:: ESTRATTO DEL TESTO

La Carampana allora si alza di nuovo, ergendosi in tutto il suo splendore dei suoi settant’anni di pellacce bruciacchiate, capelli tinti, denti finti e borse sotto gli occhi vacui e, con voce stridula, dichiara trionfante alle colleghe:”Avete visto? Questo qui ha capito di essere stato un cafone! Ed io il caffé me lo pago”. E getta, con un gesto sprezzante, due euro sul tavolino. Lo Schiena a quel punto si accorge che io e mia moglie esistiamo e ci getta un’occhiata incredula. Non se ne capacita: innanzi tutto della sua gentilezza, e poi della reazione della vegliarda. E per non sapere né leggere, né scrivere, scompare. Lo rivedremo mezz’ora dopo in spiaggia, tutto preso da un’epica disfida a racchettoni. Attività nella quale eccelle, si nota alla prima occhiata.

::::
:: MATERIALE DI PARTENZA

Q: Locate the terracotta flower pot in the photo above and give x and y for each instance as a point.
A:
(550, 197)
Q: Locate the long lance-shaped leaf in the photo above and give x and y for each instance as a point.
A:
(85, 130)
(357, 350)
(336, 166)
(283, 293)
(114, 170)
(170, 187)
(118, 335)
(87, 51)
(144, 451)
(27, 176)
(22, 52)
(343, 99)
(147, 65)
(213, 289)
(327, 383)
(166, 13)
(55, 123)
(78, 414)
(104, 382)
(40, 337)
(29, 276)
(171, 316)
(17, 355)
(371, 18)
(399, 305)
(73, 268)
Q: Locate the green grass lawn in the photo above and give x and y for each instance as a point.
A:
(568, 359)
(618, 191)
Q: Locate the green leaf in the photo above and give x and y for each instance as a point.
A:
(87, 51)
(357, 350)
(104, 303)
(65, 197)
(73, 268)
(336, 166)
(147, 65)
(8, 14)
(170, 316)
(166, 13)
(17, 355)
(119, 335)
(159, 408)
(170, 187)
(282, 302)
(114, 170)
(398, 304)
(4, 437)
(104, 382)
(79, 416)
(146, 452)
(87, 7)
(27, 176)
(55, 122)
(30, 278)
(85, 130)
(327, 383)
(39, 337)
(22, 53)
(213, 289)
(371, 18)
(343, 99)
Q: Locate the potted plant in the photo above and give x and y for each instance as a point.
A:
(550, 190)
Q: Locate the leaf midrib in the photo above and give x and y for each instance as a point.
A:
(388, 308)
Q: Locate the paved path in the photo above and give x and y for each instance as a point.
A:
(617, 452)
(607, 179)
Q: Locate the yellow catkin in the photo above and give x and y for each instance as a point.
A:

::::

*DOMANDE SUL MATERIALE*.
(A) Nel brano sulla Carampana, riscrivi il passo da "La Carampana allora" a "alla prima occhiata." sostituendo "vegliarda" con "anziana".
(B) Riprendi il brano sulla Carampana e continualo dopo l'ultima frase.
Le righe non hanno alcun ruolo in questo.

*RISULTATI PER COMPITO*.
(A)
La Carampana allora si alza di nuovo, ergendosi in tutto il suo splendore dei suoi settant’anni di pellacce bruciacchiate, capelli tinti, denti finti e borse sotto gli occhi vacui e, con voce stridula, dichiara trionfante alle colleghe:”Avete visto? Questo qui ha capito di essere stato un cafone! Ed io il caffé me lo pago”. E getta, con un gesto sprezzante, due euro sul tavolino. Lo Schiena a quel punto si accorge che io e mia moglie esistiamo e ci getta un’occhiata incredula. Non se ne capacita: innanzi tutto della sua gentilezza, e poi della reazione della anziana. E per non sapere né leggere, né scrivere, scompare. Lo rivedremo mezz’ora dopo in spiaggia, tutto preso da un’epica disfida a racchettoni. Attività nella quale eccelle, si nota alla prima occhiata.

(B)
A parte il fatto che è tutto da vedere se il caffè shakerato costa due euro, ognuno di voi tragga le sue conclusioni, la sua morale su questa storia.

Per conto mio, faccio propria la frase di mia moglie, che non eccede mai ed è una delle donne più fini del globo (la battono solo Audrey Hepburn in Colazione da Tiffany e poche altre), ma che di fronte a questa storia ha dichiarato:
“Certo che ci poteva sputare dentro il caffé! Tanto non si vede, è shekerato.”

Buone vacanze nel Golfo dei Poeti!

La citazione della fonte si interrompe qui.